───── Provided material

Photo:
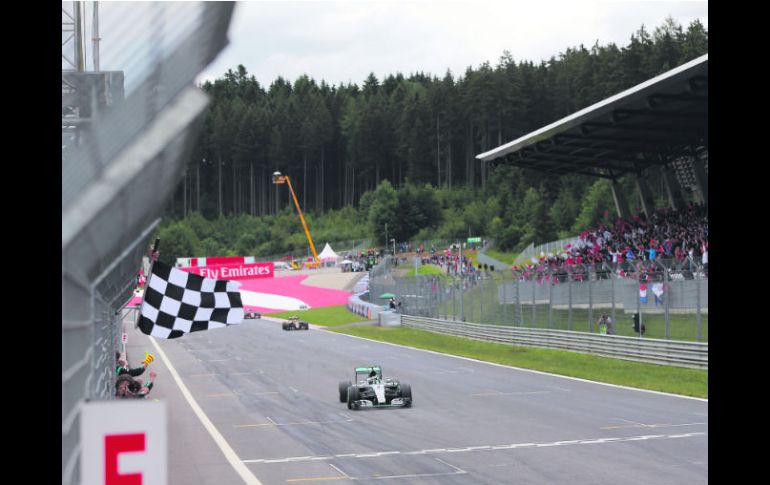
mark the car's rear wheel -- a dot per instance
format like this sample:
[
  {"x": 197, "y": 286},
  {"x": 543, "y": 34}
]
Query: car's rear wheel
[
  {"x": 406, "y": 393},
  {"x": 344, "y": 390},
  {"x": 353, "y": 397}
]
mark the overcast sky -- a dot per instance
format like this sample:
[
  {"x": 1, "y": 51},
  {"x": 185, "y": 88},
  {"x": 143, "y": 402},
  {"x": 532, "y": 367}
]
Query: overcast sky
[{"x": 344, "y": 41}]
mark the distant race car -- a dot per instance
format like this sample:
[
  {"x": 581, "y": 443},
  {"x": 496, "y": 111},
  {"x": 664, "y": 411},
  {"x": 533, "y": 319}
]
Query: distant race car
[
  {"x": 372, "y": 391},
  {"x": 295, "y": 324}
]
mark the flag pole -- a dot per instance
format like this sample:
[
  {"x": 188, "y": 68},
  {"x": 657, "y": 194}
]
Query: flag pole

──────────
───── Provided material

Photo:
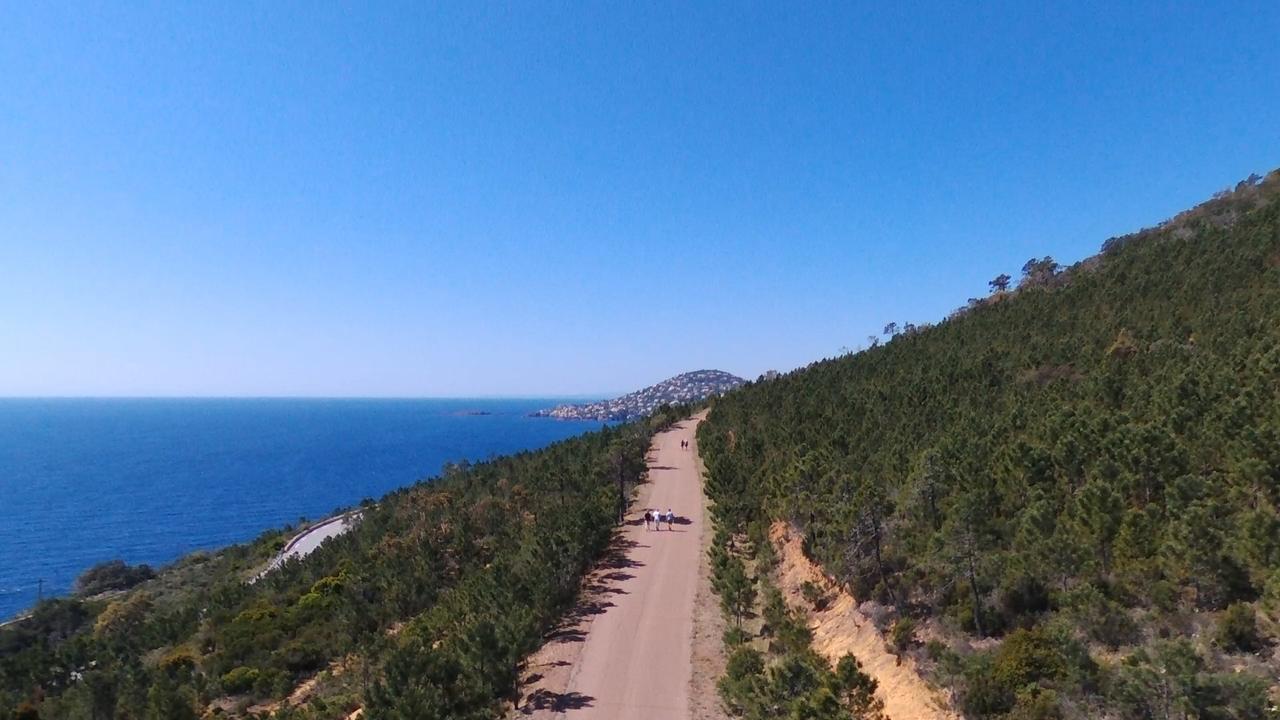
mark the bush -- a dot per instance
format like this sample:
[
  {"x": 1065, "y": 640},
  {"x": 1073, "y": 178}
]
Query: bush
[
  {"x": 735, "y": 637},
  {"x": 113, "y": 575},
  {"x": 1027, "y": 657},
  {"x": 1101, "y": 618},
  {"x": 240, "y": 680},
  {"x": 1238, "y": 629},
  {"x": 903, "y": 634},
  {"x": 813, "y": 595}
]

──────────
───── Provided material

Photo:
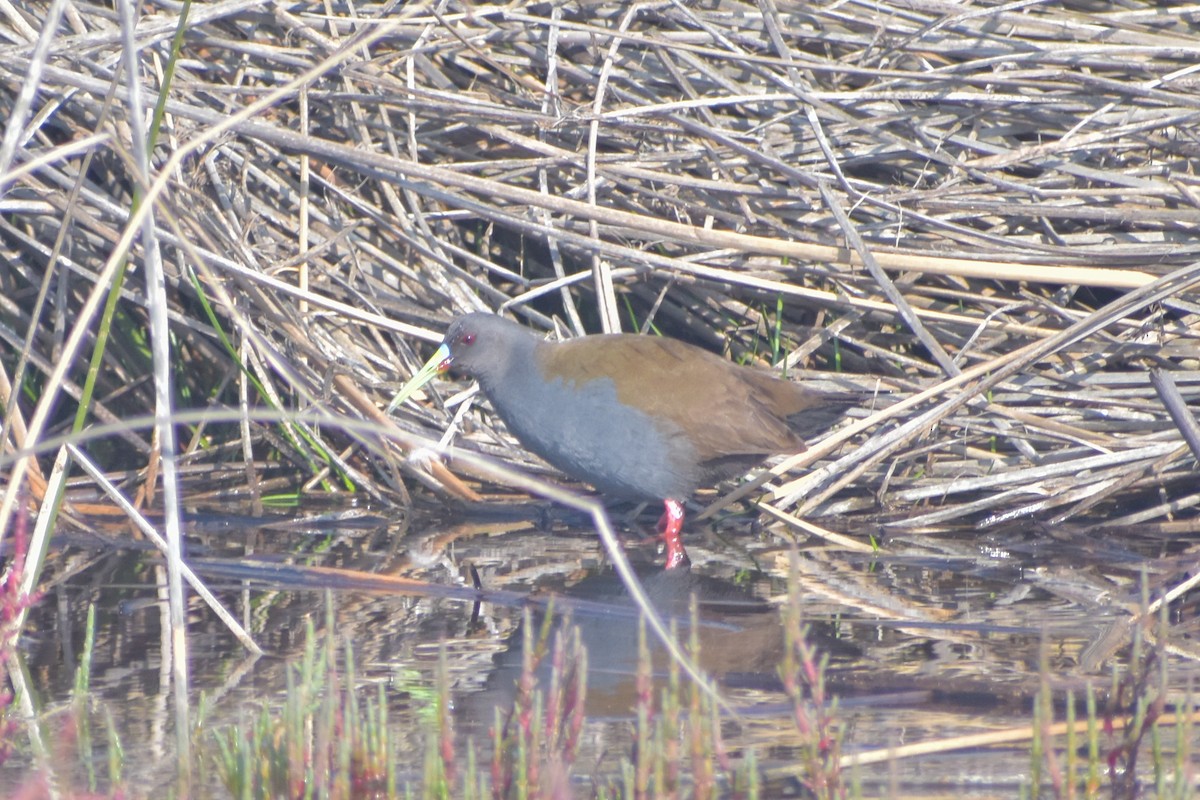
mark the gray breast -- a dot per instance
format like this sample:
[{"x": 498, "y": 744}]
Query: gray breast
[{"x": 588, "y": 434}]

──────────

▶ [Task] Can you pull out, character for character, the lines of the material from the one containing "mark the flag pole -- a dot per instance" through the one containing "Query: flag pole", with both of those lines included?

▶ [Result]
mark the flag pole -- a dot per instance
format like this sample:
[
  {"x": 188, "y": 68},
  {"x": 657, "y": 194}
]
Query: flag pole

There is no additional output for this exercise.